(begin)

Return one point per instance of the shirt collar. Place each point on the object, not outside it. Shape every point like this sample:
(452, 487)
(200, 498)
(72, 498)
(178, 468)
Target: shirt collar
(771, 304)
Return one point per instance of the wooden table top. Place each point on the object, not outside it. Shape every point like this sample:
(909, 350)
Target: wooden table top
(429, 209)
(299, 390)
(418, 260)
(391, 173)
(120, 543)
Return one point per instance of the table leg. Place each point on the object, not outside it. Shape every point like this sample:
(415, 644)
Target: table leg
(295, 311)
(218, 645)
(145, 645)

(end)

**Task goal**.
Arrange every line of the records above as one numbered list, leaving out any blank lines.

**Solution to this task**.
1. Return one point per instance of the shirt collar. Place each point on the object, not outside it. Shape every point like this sample:
2. (452, 487)
3. (200, 498)
4. (72, 498)
5. (178, 468)
6. Target: shirt collar
7. (771, 304)
8. Return one point per instance of the wooden table top. Place each point on the object, not outside it. Shape every point like this sample:
9. (909, 350)
10. Target: wooden table top
11. (429, 209)
12. (299, 390)
13. (418, 260)
14. (391, 173)
15. (120, 543)
16. Return one point per instance of the table leg. Place each point on the object, not outside it. Shape every point like this sample:
17. (415, 644)
18. Target: table leg
19. (295, 311)
20. (218, 645)
21. (145, 645)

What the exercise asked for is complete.